**Stated task 1**
Quote the Danielle Hunter article from "Vikings defensive end" up to and including "of his guests.".

Vikings defensive end Danielle Hunter did not make the Pro Bowl despite leading the Vikings with 12.5 sacks.
But the 22-year-old still took in the game, thanks to Vikings defensive tackle Linval Joseph.
Chris Tomasson of the Pioneer Press recently caught up with Hunter to chat about the Pro Bowl experience and Hunter’s goals for the 2017 season.
When nose tackle Linval Joseph was named Jan. 13 as a replacement for the Jan. 29 game in Orlando, Fla., one of the first things he did was invite Hunter to be one of his guests.
So Hunter watched with members of Joseph’s family. He came away determined to play in the game next year.
“(Joseph) felt like I should have been there, and he wanted me to be a part of it,” Hunter said. “So I said, ‘All right.’ Just being there made me more hungry to play in the Pro Bowl.”
Hunter, a third-round draft pick out of LSU in 2015, had 6.0 sacks as a rookie. He more than doubled that stat in 2016, and also added a defensive touchdown and a safety.
Yet as he enters his third season, Hunter said he’s vying for a starting job on the defensive line.
Defensive end Brian Robison, who turns 34 in April and has been a starter since 2011, said last month Hunter is ready to start, although Robison said he will do what he can to keep his spot in the lineup.

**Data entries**
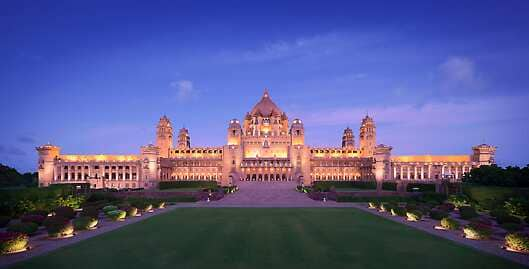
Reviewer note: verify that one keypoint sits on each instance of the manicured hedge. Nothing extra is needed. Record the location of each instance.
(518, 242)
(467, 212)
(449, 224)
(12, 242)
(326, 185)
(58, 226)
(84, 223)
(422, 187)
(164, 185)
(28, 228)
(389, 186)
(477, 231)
...
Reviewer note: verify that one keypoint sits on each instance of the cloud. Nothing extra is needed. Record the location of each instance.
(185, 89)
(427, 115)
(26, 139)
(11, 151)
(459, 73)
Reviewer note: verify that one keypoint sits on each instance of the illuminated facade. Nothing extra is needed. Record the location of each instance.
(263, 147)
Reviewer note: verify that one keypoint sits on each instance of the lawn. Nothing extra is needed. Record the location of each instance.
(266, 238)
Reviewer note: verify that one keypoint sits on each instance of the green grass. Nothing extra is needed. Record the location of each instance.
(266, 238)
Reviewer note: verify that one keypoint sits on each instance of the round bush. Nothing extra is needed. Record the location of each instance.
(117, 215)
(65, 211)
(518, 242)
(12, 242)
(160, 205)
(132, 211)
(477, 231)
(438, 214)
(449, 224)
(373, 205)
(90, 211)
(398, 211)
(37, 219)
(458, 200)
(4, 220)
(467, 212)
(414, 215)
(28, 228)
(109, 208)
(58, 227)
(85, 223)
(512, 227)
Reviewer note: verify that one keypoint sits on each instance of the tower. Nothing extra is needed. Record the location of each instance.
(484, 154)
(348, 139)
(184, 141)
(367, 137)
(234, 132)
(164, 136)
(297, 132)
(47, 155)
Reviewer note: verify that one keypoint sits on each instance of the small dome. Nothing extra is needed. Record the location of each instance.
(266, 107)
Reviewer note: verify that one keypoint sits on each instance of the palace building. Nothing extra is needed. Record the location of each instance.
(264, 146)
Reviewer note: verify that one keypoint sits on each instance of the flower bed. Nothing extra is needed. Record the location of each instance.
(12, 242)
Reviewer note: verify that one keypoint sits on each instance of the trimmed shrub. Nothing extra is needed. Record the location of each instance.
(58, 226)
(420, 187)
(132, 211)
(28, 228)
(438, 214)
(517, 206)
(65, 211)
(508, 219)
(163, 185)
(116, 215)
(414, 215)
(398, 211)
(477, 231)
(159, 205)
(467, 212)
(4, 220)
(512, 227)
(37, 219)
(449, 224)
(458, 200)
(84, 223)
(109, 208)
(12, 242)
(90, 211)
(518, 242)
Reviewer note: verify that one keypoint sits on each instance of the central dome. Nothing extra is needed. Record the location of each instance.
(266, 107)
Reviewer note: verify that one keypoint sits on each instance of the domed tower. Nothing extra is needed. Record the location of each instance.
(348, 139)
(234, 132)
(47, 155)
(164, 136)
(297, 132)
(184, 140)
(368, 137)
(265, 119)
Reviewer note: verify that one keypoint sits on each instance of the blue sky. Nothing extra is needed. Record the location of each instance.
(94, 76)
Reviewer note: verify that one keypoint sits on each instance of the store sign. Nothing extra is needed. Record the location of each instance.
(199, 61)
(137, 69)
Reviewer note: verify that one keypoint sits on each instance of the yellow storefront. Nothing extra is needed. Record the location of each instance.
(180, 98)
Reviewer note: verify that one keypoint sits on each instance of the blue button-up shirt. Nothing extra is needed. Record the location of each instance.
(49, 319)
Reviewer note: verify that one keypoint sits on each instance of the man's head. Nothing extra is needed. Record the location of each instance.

**Stated task 2**
In the listing, rewrite the lines from the line with "the blue sky." up to and including the line with "of the man's", putting "marker" in place of "keypoint" and leaving everything else the same.

**Written answer 1**
Vikings defensive end Danielle Hunter did not make the Pro Bowl despite leading the Vikings with 12.5 sacks.
But the 22-year-old still took in the game, thanks to Vikings defensive tackle Linval Joseph.
Chris Tomasson of the Pioneer Press recently caught up with Hunter to chat about the Pro Bowl experience and Hunter’s goals for the 2017 season.
When nose tackle Linval Joseph was named Jan. 13 as a replacement for the Jan. 29 game in Orlando, Fla., one of the first things he did was invite Hunter to be one of his guests.

**Written answer 2**
Reviewer note: verify that one marker sits on each instance of the blue sky. Nothing extra is needed. Record the location of each instance.
(94, 76)
Reviewer note: verify that one marker sits on each instance of the store sign. Nothing extra is needed. Record the location of each instance.
(199, 61)
(137, 69)
Reviewer note: verify that one marker sits on each instance of the yellow storefront. Nothing extra is needed. Record the location of each instance.
(180, 98)
Reviewer note: verify that one marker sits on each instance of the blue button-up shirt. Nothing extra is needed. Record the location of each instance.
(49, 319)
Reviewer note: verify that one marker sits on each instance of the man's head. Nothing extra is needed. Record the location of each instance.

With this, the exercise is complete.